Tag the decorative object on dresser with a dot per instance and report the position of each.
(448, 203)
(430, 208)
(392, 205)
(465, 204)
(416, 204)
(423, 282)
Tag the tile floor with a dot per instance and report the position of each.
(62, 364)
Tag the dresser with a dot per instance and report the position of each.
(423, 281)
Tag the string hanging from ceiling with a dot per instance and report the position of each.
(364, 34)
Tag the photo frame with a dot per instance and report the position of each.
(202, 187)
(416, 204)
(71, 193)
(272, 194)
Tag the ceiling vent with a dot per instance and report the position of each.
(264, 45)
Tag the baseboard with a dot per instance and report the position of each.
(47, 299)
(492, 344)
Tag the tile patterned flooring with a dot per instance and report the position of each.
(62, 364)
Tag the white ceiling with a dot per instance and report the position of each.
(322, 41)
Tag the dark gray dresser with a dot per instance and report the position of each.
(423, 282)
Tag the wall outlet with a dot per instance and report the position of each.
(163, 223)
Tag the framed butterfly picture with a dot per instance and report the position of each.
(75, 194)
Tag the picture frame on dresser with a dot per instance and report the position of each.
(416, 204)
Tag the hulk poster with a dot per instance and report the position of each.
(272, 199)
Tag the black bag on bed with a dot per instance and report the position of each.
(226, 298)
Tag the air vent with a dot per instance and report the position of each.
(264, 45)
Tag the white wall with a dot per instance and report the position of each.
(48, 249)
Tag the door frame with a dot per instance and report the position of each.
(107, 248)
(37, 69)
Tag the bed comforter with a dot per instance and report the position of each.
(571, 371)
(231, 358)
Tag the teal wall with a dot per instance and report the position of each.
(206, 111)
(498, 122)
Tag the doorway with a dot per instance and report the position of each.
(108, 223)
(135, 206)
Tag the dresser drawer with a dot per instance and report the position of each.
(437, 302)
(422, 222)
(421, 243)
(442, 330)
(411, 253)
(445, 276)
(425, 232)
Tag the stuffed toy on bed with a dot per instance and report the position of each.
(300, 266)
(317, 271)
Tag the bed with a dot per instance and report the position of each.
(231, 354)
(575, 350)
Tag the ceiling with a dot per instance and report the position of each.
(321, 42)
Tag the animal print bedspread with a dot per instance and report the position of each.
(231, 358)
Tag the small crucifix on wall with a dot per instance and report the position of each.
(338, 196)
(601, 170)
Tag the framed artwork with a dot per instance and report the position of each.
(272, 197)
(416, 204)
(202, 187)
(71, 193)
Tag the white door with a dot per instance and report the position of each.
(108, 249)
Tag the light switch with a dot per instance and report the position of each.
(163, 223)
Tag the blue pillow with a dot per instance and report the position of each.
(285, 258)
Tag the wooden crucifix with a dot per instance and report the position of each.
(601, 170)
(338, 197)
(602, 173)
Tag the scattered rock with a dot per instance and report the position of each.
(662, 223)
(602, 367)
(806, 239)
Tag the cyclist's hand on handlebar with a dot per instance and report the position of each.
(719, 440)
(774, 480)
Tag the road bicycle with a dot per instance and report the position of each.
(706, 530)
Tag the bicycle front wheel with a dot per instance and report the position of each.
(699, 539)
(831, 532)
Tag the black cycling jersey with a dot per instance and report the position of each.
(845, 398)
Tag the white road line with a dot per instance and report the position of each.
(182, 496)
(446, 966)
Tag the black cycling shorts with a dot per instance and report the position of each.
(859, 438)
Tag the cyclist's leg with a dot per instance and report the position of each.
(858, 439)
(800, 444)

▸ EXERCISE INSTRUCTIONS
Starting with the line that contains "Tag the wooden", return each line through the last one of the data above, exactly as written and nothing more.

▸ RIGHT ANSWER
Tag the wooden crucifix with a dot per instance and report the position of each.
(601, 170)
(338, 197)
(602, 173)
Tag the scattered rock with a dot per instance and report the position of each.
(662, 223)
(602, 367)
(806, 239)
Tag the cyclist's hand on handlebar with a dot per instance and report the position of each.
(719, 440)
(774, 480)
Tag the road bicycle with a dot per instance and report the position of each.
(706, 530)
Tag the bicycle front wheel with a dot per instance and report the position of each.
(699, 539)
(831, 532)
Tag the black cycling jersey with a dot per instance and report the position of each.
(845, 398)
Tag the white road line with a dot per instance and report the position of each.
(182, 496)
(446, 966)
Tag the black cycling shorts with a dot per instance and report the position of each.
(859, 438)
Tag the cyclist's leg with a dot per instance and report the position of each.
(858, 439)
(800, 444)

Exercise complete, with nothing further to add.